Baking bread can be mysterious. Diners might be puzzled by how sourdough bread can taste sour, how to achieve a crunchy, crusty exterior paired with a soft, chewy interior, or how to use a starter.

Breadmaking novices and experienced bakers can unravel the mysteries of how it’s done at the Spanish Heritage Sourdough Bread Workshop, offered by bread-baking expert Marea Jenness on Saturday, April 19, at the Presidio San Agustin Tucson, 196 N. Court Avenue.

“It’s really fun to share with people,” she said, “and I think we’re at the time of the year when it’s OK to turn your oven on.”

Essentially, students will learn to make delicious sourdough bread from scratch. The workshop involves creating a sourdough starter using heritage White Sonora Wheat flour milled by a Gilbert mill, along with learning to prepare the dough and bake the perfect loaf. It’s both easier and more challenging than most people think. 

“I taught high school science for 20 years so I figured out ways to write recipes and give directions so it works for everybody,” Jenness said. “People make it seem a lot harder than it really is.”

Students complete their loaf at home because this workshop lasts only two hours. They leave with an armful of supplies: a jar of sourdough starter, a loaf of sourdough bread to bake in their kitchen and a recipe for maintaining the sourdough starter. She truly prepares students for success.

Students will learn how to mix sourdough bread properly. This technique differs from the kneading method most of us know. In her classes, students learn a technique called stretch and fold. “We do two stretch and folds in class together so everyone feels comfortable doing it, and then everyone takes their dough home for one more stretch and fold,” she said.

■ ■ ■

(Stated problem A):
Please filter the listing below, keeping every line that contains the string "black"; case counts.

Pointing records:
■ ■ ■

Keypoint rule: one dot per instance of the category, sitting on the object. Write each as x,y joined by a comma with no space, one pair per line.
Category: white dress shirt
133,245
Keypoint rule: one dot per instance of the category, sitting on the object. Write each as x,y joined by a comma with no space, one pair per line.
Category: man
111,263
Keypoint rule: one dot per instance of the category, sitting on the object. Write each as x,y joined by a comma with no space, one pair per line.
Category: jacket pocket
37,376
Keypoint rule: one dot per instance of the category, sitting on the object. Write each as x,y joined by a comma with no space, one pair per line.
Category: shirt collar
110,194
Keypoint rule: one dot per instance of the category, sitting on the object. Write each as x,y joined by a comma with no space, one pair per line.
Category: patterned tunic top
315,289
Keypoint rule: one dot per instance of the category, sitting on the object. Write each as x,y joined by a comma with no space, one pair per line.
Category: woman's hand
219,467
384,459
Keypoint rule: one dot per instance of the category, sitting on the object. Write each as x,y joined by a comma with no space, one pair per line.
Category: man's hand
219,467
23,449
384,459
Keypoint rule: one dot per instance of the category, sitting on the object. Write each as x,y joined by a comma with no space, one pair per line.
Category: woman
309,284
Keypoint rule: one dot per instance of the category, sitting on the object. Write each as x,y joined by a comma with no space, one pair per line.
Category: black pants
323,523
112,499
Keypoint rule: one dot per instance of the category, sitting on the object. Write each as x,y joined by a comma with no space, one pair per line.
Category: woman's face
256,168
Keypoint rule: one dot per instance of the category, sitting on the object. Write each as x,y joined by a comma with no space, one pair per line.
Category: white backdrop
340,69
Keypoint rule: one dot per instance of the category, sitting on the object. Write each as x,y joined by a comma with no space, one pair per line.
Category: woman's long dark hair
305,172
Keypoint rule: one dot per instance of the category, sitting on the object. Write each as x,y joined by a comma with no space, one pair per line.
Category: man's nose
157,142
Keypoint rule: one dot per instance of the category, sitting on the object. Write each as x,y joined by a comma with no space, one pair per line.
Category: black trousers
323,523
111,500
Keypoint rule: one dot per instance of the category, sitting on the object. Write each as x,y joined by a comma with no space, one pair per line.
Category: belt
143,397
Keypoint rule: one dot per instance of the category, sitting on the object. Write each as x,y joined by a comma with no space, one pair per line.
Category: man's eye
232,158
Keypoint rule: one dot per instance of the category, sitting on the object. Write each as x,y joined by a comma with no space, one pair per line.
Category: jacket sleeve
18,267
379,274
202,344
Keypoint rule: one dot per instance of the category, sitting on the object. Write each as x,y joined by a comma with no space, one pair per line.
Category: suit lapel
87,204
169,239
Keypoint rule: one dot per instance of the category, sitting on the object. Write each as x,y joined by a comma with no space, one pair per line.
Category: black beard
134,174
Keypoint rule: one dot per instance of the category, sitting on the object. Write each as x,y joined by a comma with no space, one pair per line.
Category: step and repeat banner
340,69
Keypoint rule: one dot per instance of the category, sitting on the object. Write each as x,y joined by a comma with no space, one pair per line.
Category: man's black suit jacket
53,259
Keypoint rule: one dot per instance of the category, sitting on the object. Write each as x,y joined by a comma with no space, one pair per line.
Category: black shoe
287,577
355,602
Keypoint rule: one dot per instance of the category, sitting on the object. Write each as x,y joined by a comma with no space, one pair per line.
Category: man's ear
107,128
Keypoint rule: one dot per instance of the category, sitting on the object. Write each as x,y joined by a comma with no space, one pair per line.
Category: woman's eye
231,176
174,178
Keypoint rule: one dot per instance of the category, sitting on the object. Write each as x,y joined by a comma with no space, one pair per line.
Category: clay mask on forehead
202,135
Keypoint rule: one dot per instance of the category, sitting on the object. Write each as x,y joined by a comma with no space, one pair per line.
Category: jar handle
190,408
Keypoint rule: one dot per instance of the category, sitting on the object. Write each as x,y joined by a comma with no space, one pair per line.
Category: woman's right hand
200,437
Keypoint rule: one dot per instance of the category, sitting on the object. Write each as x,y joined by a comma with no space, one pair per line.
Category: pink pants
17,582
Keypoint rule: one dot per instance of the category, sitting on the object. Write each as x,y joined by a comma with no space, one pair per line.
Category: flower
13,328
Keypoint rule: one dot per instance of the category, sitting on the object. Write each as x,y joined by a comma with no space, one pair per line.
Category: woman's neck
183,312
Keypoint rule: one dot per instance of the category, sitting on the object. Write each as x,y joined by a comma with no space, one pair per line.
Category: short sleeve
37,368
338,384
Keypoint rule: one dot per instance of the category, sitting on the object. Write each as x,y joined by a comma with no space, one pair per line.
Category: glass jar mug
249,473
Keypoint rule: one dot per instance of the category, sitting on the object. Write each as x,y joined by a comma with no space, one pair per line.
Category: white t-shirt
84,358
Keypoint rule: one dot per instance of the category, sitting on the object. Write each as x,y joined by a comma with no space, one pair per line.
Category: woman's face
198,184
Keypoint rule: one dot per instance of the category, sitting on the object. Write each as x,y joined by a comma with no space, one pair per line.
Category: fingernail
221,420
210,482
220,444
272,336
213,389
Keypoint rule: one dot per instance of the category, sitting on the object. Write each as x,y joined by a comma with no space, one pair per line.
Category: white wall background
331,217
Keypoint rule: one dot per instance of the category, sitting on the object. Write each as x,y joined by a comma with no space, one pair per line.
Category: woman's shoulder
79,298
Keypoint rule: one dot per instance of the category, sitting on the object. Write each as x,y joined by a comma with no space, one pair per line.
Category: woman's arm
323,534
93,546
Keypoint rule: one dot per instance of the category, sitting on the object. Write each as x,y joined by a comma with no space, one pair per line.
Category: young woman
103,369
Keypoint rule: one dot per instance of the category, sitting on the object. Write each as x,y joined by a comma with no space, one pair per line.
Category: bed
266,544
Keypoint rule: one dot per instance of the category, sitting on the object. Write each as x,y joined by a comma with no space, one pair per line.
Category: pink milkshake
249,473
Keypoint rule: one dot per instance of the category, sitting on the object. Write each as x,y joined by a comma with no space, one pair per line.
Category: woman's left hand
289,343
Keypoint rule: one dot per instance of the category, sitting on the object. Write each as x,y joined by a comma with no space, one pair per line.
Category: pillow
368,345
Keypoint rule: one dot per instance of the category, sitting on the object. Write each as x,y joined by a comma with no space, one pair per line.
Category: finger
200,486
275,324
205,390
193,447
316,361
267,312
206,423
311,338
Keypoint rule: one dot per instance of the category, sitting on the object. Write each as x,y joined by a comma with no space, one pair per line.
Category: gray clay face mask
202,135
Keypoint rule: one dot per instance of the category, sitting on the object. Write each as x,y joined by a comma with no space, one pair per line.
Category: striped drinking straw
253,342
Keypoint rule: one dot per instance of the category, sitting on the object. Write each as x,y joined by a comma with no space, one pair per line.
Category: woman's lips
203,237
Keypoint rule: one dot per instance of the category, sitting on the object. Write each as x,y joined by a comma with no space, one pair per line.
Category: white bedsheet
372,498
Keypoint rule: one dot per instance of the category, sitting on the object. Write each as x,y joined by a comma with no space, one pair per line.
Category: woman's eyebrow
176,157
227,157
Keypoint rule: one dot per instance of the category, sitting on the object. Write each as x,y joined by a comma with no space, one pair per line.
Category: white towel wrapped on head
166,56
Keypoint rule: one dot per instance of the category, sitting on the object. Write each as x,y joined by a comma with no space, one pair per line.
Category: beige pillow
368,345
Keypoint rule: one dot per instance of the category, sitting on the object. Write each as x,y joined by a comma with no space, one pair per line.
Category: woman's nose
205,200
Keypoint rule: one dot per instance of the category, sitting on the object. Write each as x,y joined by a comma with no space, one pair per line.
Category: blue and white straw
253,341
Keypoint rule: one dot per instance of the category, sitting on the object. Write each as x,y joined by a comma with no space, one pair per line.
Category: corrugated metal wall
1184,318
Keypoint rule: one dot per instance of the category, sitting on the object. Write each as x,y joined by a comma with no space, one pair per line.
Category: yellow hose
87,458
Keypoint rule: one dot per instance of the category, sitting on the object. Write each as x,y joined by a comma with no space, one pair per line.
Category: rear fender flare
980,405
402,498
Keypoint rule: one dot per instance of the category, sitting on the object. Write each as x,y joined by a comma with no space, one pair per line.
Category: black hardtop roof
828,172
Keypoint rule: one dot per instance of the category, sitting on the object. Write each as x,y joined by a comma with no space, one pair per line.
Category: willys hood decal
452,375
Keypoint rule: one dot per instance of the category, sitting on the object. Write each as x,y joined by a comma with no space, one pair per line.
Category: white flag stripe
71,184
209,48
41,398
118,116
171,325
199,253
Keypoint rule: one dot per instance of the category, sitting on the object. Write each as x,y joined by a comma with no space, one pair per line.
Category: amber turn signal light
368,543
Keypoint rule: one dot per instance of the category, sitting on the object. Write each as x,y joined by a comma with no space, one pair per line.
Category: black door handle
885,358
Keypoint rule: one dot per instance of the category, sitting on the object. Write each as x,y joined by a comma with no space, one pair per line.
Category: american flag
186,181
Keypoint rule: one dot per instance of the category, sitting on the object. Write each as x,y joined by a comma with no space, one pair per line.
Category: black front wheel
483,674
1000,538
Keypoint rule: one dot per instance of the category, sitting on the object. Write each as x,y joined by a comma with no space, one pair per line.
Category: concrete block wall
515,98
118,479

■ ■ ■

(Stated problem B):
Answer these questions about the sourdough workshop article above.
(i) What flour is used to create the sourdough starter in the workshop?
(ii) For how many years did Jenness teach high school science?
(iii) How long does the workshop last?

(Final result A):
Category: black pants
Category: black trousers
Category: black beard
Category: man's black suit jacket
Category: black shoe
Category: black hardtop roof
Category: black door handle
Category: black front wheel

(Final result B):
(i) Heritage White Sonora Wheat flour milled by a Gilbert mill
(ii) 20 years
(iii) Two hours